**Tasks to perform**
(1) In the text on the 21 Milk Street dispensary, what share of responding Midtown Cultural District Residents' Association members opposed the dispensary?
(2) Rewrite the paragraph beginning "In the spring of 2015" from the text on the 21 Milk Street dispensary in fewer words, keeping its main facts.
[Text — start]
Twenty-One Milk has to be one of the sleepiest retail venues in all of Boston; it looks nothing like what its opponents feared.   
In the spring of 2015, the Downtown Boston Business Improvement District (BID) said, “The proposed medical marijuana dispensary at 21 Milk Street is broadly viewed as a business activity that will not advance the neighborhood’s positive momentum.”  The BID is headed by former Boston City Councilor Rosemarie Sansone.  Its 37-member board of directors reads like a Who’s Who in the power structure of Boston.

At one of the 2015 zoning board hearings on the Patriot Care proposal, then Boston City Council President Bill Linehan, in whose district the dispensary sits, “voiced strong opposition to the proposed location and his continued desire to work with Patriot Care to find a more suitable location,” according to a Boston Globe account.  Downtown Crossing is “finally starting to take off” and the dispensary “doesn’t send the right message,” Linehan was quoted as saying.
Others who spoke publicly in opposition to the permit included Bernard O’Rourke, a deputy superintendent of the Boston Police Department; Marc Epstein, owner of the popular Milk Street CafĂ©; Kristen Mansharamani, founder and executive director of the Torit Montessori School, 41 Bromfield Street; and Karen LaFrazia, executive director of St. Francis House, a large shelter for the poor and homeless at 39 Boylston St.

Also registering opposition was the Midtown Cultural District Residents’ Association, which reported that, of 86 association members responding to a survey on the dispensary, 59% were against it.  One association leader explained that the group was concerned that the dispensary “would exacerbate parking woes in the neighborhood.” 
(Parking is not allowed on that part of Milk Street. I’ve never seen a vehicle parked there when Patriot Care is open, 8:00 a.m. – 6:00 p.m.)

The long-established zoning process for granting conditional use permits in Boston worked well in the Patriot Care case.  The Appeals Board members were able to see beyond the heightened fears and anxieties of those who were sincerely concerned about keeping the downtown on its remarkable upward trajectory.
[Text — finish]
[Dataset records — start]
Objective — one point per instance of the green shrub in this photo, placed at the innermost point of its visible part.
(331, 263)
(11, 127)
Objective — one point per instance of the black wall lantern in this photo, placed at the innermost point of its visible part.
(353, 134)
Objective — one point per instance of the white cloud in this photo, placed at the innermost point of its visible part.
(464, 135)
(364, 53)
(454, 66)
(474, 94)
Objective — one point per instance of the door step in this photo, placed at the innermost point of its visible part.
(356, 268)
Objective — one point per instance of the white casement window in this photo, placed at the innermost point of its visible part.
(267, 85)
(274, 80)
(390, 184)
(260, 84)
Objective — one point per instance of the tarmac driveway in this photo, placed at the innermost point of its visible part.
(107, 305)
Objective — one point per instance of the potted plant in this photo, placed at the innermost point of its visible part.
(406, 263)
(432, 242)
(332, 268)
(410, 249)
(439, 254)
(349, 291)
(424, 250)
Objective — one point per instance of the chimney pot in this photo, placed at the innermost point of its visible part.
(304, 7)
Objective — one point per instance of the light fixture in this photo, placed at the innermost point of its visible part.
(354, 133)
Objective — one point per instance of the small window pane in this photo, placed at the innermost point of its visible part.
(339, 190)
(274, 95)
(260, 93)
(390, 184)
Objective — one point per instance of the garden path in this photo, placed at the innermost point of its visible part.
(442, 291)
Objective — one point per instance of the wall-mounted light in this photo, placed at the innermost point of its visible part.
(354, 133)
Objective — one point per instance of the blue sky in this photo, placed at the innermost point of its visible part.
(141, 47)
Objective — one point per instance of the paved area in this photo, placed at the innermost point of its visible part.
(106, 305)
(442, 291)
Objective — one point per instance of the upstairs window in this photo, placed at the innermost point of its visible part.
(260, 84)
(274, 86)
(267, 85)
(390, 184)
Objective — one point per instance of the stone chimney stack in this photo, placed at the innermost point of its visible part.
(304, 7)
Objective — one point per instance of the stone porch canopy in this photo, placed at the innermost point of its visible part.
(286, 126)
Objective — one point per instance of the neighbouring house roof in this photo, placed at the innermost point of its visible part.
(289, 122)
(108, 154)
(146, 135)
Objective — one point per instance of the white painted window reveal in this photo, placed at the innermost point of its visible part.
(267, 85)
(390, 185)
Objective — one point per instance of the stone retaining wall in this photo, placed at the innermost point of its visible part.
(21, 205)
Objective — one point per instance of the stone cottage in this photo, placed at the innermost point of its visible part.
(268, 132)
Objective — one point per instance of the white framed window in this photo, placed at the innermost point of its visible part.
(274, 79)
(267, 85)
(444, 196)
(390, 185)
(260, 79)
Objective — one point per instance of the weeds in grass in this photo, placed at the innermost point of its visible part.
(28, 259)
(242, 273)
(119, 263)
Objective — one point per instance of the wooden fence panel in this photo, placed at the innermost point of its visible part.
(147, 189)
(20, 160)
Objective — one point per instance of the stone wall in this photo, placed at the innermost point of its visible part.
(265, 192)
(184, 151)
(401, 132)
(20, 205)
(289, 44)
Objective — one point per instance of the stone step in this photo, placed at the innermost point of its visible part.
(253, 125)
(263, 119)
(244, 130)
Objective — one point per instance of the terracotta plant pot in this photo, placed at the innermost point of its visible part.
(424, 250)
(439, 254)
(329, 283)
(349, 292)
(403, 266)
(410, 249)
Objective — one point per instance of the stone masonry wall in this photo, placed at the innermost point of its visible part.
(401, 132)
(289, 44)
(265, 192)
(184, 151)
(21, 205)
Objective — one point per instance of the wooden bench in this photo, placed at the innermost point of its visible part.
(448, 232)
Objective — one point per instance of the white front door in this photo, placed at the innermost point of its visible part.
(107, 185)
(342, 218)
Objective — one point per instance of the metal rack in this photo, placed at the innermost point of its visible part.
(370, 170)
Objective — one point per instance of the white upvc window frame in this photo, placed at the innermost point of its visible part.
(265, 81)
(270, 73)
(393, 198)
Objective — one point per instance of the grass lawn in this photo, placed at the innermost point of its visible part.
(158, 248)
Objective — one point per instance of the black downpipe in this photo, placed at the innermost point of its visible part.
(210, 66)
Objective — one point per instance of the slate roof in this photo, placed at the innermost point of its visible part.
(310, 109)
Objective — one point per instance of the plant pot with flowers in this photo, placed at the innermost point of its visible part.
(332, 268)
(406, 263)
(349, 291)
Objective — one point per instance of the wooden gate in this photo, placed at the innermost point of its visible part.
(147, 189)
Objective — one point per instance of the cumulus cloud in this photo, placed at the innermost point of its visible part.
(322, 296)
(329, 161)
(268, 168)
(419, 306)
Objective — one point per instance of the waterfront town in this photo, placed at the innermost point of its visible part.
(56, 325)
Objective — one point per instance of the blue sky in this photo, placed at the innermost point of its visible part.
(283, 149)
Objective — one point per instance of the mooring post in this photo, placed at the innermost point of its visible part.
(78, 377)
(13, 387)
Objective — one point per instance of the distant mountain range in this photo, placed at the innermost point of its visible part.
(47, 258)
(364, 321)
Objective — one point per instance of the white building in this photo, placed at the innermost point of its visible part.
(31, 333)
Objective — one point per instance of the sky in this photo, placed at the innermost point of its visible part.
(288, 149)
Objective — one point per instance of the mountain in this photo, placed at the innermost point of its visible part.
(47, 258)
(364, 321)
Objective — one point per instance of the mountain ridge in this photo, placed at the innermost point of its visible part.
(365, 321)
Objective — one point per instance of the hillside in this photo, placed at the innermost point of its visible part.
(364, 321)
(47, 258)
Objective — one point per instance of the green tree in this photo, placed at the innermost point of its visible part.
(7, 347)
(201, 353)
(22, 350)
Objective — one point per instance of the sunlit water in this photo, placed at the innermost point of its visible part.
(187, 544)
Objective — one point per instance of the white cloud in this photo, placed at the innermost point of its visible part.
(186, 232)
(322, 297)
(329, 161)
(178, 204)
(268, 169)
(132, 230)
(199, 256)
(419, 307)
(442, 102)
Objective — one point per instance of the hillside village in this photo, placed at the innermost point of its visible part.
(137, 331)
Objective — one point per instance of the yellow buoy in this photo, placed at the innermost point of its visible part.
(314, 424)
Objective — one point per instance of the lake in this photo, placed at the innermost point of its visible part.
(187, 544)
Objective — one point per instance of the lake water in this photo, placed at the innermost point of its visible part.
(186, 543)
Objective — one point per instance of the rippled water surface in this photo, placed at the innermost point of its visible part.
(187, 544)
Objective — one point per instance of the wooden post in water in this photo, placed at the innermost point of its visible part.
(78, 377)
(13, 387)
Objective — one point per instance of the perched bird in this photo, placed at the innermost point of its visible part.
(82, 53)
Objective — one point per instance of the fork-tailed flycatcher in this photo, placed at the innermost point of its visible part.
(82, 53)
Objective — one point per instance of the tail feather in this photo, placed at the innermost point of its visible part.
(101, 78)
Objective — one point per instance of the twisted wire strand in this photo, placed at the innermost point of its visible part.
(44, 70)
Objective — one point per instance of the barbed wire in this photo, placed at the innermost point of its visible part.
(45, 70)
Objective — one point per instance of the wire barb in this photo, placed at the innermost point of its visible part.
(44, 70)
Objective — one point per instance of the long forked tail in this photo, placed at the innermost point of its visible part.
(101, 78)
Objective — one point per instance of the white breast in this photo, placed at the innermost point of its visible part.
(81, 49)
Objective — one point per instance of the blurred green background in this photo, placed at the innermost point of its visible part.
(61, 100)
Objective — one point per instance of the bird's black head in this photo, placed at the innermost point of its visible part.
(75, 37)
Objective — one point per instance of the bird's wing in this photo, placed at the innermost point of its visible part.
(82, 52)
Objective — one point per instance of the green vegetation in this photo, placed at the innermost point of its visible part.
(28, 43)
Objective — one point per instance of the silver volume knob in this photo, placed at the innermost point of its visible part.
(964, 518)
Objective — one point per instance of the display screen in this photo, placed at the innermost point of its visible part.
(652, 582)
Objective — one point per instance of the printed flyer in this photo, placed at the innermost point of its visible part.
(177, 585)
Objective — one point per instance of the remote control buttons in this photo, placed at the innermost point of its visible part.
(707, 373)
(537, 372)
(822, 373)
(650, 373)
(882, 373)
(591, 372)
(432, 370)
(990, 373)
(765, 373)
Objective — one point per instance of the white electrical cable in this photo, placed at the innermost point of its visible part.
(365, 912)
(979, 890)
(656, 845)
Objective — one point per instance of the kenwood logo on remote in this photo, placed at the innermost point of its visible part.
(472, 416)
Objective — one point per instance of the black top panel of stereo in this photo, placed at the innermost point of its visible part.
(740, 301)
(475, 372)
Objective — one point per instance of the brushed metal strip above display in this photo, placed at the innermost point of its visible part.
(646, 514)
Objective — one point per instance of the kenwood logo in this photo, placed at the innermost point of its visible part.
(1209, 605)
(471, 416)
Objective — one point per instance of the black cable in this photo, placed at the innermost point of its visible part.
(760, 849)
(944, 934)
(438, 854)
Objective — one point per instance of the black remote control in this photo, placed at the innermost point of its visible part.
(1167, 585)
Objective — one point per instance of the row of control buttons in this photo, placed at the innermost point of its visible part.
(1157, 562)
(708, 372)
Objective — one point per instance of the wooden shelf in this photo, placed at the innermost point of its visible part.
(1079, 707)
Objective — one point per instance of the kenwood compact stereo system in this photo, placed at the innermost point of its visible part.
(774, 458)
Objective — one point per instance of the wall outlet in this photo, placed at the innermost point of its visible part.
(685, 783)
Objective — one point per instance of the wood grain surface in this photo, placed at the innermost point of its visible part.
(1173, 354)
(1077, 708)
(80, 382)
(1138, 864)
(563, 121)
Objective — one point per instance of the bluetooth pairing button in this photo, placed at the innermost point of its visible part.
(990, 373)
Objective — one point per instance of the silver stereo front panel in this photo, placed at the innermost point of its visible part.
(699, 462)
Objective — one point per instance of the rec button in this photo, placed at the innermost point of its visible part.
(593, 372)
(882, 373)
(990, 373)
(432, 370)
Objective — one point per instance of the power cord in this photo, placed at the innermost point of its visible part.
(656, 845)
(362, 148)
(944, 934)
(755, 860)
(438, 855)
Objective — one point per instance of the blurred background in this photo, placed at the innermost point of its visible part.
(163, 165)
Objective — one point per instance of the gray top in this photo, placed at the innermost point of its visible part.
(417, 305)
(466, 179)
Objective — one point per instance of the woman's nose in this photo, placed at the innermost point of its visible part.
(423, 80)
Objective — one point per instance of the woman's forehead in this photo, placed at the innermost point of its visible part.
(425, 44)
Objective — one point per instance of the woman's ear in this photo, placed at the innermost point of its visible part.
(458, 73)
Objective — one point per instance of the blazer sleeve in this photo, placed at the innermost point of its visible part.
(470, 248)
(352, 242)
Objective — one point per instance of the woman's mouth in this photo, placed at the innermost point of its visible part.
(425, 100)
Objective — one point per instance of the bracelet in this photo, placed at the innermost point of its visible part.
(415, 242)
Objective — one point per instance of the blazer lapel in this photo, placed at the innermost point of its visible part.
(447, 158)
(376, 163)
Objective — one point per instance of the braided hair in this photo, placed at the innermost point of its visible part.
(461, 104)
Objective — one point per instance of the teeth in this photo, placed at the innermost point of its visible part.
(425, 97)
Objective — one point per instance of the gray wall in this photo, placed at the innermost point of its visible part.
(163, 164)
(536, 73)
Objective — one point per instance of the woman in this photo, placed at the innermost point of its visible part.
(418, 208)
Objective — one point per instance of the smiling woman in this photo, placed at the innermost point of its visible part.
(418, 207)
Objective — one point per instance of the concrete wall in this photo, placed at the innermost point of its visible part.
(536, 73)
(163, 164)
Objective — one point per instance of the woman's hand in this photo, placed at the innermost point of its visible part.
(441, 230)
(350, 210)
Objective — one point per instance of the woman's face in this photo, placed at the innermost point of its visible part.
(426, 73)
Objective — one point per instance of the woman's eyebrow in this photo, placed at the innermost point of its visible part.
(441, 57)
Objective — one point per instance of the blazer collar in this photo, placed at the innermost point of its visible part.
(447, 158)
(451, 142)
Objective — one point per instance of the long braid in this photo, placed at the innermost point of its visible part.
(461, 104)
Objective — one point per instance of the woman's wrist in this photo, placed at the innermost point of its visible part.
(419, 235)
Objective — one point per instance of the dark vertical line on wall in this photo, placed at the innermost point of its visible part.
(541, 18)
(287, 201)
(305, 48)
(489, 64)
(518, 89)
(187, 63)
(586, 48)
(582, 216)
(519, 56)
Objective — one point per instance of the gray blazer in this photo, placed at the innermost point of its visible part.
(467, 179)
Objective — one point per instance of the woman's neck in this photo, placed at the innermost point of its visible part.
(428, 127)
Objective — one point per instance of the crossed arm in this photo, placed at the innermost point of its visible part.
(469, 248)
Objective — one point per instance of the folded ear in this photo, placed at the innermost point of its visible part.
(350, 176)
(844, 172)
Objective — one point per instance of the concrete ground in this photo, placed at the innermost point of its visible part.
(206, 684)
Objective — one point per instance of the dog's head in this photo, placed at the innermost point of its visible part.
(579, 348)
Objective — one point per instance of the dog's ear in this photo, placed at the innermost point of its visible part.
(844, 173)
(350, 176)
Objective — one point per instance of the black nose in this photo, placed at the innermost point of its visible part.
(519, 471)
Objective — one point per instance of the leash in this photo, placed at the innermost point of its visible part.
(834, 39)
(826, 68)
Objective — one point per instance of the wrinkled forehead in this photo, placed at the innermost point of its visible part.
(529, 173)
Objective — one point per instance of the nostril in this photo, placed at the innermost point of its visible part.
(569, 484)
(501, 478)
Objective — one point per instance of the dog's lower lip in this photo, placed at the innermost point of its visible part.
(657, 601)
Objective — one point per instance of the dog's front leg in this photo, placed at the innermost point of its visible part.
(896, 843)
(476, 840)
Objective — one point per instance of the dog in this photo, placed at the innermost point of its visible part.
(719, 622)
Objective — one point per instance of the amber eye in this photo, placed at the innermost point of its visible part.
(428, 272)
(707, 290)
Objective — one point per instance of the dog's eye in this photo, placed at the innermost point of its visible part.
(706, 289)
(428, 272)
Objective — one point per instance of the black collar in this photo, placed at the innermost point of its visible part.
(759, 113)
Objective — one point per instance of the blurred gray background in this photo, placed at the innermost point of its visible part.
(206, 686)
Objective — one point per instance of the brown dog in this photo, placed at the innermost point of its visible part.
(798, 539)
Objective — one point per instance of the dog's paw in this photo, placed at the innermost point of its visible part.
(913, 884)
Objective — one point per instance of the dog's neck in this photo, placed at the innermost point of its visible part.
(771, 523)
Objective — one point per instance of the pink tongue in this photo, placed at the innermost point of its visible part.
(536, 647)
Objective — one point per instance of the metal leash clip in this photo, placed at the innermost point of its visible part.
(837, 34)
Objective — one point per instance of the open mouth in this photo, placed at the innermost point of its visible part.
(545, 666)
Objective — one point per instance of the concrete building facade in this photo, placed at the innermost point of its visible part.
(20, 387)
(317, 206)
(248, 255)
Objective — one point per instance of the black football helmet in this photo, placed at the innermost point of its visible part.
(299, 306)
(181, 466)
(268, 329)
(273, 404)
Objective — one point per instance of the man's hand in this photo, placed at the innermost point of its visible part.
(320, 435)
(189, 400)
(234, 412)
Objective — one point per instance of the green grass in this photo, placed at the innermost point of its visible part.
[Dataset records — finish]
**Responses by item number**
(1) 59% of the 86 members who responded to the survey.

(2) In spring 2015, the Downtown Boston Business Improvement District said the proposed medical marijuana dispensary at 21 Milk Street was widely seen as a business that would not advance the neighborhood's positive momentum. Former Boston City Councilor Rosemarie Sansone heads the BID. Its 37-member board reads like a Who's Who of Boston's power structure.